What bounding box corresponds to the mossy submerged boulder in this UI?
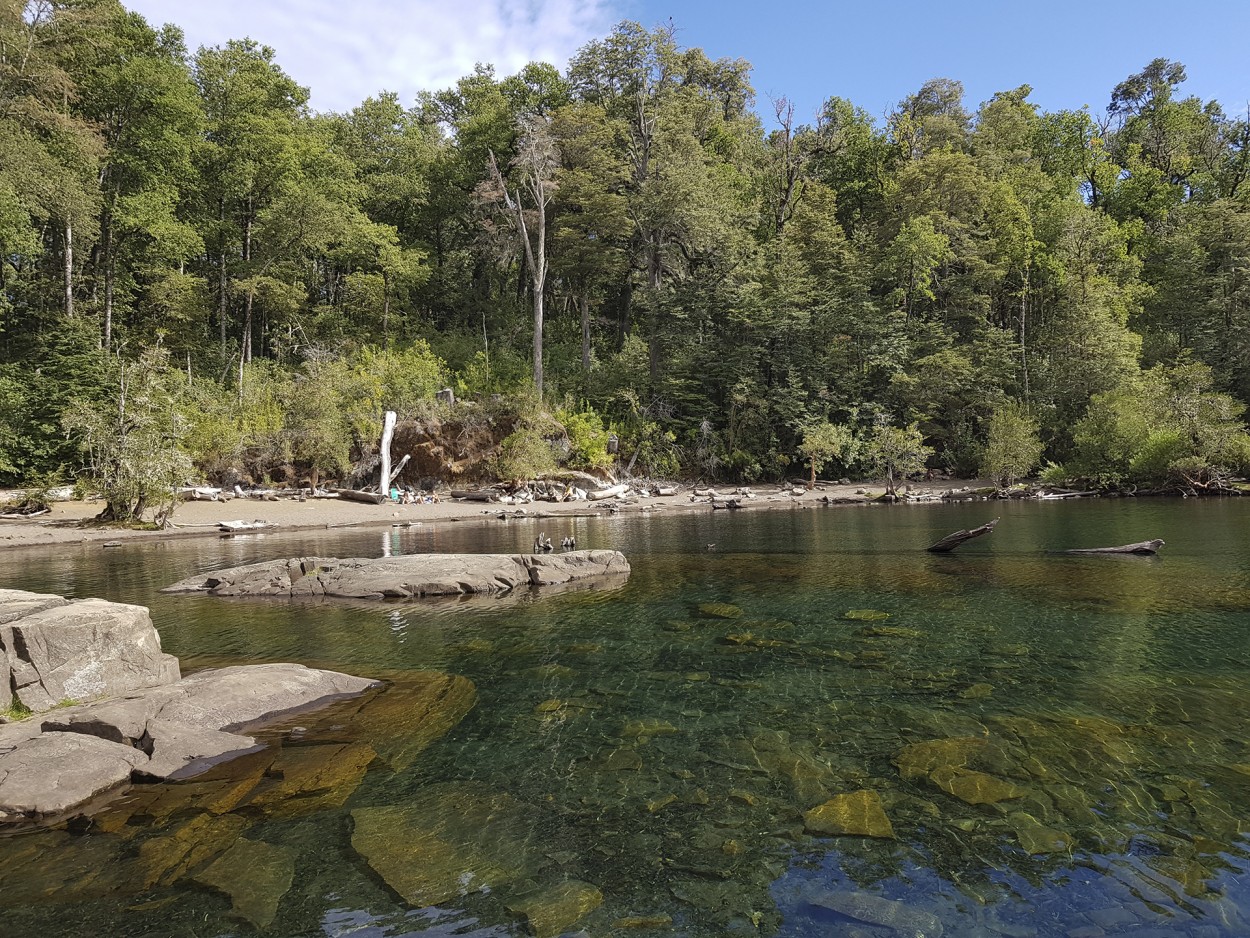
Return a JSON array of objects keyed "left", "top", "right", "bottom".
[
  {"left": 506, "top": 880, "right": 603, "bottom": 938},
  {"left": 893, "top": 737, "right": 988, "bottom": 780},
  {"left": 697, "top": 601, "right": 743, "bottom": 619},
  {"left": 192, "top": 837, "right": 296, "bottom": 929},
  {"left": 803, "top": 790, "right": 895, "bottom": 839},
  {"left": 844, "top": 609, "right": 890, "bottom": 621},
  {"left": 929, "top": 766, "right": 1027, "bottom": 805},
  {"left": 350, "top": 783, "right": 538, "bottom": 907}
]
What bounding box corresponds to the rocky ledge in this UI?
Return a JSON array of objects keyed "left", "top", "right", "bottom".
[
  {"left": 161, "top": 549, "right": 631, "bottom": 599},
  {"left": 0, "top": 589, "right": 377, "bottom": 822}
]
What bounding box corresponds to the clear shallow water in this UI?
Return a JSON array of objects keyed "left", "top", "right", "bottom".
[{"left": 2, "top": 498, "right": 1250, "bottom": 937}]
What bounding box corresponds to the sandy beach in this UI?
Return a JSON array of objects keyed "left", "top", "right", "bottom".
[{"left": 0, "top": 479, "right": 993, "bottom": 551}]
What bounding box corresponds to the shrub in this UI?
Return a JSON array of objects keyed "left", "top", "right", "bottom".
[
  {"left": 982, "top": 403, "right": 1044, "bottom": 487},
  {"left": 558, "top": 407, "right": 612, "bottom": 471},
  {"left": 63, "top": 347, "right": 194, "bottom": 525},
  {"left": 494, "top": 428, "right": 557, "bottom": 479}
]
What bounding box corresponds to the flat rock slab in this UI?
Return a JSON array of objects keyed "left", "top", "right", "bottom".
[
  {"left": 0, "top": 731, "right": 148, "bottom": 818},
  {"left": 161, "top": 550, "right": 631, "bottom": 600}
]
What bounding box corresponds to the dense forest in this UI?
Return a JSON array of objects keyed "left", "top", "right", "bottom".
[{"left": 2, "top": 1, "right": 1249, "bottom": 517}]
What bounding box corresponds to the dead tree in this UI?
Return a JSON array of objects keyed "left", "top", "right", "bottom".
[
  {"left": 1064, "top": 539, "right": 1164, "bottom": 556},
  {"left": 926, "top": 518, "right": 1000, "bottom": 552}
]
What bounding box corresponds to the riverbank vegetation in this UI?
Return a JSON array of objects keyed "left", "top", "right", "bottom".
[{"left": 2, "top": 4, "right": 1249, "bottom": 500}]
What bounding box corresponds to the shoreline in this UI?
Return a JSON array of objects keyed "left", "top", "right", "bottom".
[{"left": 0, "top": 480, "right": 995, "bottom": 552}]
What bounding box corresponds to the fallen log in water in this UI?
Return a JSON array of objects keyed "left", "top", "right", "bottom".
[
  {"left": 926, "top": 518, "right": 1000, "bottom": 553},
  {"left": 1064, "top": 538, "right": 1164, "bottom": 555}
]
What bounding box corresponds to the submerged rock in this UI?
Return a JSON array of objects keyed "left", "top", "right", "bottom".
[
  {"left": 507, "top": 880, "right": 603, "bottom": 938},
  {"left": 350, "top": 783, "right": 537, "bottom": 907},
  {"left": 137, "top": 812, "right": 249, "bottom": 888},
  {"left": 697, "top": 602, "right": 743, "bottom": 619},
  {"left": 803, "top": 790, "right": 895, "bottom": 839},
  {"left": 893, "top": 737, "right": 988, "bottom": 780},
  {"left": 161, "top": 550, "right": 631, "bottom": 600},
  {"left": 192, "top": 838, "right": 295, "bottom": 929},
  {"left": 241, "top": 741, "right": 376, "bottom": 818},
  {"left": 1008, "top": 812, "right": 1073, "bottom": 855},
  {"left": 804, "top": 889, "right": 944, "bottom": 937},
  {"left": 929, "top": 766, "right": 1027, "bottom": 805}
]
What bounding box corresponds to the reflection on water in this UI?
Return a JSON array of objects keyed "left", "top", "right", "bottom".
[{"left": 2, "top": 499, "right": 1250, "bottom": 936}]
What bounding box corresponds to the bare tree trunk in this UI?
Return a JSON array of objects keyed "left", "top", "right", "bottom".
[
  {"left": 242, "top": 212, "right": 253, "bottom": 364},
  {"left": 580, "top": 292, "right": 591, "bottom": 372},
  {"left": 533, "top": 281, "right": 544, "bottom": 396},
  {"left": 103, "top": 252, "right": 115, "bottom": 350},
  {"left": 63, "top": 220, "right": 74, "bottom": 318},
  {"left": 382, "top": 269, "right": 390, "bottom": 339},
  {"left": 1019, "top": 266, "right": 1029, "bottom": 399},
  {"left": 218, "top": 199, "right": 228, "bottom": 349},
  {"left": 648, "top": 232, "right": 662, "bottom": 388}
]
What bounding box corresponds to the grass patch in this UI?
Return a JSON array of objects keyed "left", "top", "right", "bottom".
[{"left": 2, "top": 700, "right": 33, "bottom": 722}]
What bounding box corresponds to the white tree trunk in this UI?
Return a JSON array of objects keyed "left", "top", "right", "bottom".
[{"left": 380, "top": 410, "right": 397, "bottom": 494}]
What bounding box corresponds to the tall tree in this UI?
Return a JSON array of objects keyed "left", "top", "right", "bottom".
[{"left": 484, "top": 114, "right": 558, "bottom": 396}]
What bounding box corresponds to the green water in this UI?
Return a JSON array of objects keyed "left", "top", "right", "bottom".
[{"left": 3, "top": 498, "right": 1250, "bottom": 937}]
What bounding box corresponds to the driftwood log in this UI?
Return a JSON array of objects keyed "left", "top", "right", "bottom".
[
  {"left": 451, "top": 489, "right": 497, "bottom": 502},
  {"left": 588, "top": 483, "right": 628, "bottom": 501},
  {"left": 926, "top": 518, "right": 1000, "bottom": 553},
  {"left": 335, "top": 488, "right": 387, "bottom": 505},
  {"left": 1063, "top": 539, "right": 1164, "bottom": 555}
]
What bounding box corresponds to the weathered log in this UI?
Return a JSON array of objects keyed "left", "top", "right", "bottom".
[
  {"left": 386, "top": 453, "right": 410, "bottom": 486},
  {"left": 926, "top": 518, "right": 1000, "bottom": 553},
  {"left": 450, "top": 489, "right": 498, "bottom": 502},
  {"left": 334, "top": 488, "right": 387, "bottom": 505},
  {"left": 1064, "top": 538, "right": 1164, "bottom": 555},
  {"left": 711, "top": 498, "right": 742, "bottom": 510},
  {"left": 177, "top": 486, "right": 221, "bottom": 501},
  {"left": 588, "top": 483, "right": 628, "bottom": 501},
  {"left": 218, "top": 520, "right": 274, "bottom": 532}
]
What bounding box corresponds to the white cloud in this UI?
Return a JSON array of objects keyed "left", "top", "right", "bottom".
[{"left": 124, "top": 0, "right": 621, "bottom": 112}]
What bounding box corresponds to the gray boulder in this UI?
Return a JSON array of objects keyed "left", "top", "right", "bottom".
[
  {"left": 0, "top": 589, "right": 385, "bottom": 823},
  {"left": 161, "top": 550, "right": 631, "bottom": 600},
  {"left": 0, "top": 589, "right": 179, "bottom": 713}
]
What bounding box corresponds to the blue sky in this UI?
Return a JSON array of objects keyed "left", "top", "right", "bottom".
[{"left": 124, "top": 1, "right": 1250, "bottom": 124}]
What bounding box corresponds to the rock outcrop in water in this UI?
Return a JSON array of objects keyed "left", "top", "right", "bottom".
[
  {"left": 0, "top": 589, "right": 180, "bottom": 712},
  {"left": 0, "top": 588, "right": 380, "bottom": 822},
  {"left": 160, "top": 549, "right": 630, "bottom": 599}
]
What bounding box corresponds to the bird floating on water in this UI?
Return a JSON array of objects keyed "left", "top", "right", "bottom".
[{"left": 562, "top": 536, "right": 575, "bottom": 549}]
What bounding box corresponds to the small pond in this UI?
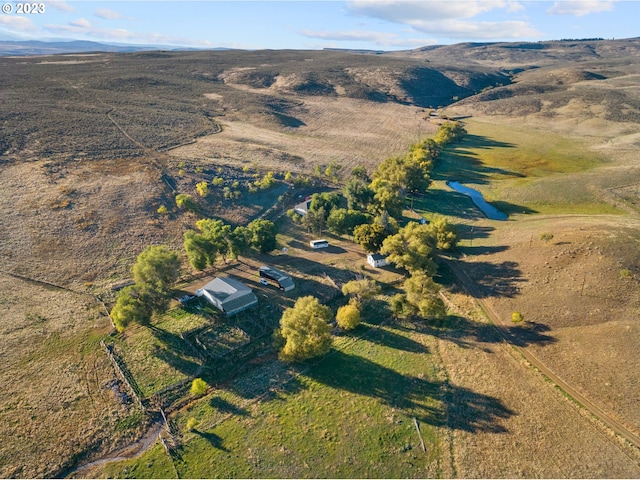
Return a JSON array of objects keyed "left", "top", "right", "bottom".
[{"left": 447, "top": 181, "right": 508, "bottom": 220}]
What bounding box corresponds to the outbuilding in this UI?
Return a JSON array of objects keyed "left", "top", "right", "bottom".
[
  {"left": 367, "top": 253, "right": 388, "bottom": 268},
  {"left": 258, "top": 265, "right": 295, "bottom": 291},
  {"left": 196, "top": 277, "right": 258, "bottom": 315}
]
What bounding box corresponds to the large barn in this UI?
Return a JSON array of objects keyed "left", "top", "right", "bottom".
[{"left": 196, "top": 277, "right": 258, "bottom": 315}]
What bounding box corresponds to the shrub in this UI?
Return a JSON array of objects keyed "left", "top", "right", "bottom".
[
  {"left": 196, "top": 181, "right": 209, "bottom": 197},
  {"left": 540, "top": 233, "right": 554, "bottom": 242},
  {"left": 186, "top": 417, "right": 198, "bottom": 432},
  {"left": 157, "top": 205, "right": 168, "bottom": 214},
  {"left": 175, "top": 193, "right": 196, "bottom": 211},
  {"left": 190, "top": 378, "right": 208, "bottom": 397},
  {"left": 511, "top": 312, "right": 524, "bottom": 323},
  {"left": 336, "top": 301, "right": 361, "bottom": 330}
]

**To do:**
For the string "tree", search the preceding data and copy every line that includes it.

**Final answer:**
What bounding box corresponds to the dead tree in this UI?
What bounding box corresponds to the bare tree trunk in this UI?
What bounding box corresponds to the white tree trunk in this UI?
What bounding box corresponds to the tall tree in this UI?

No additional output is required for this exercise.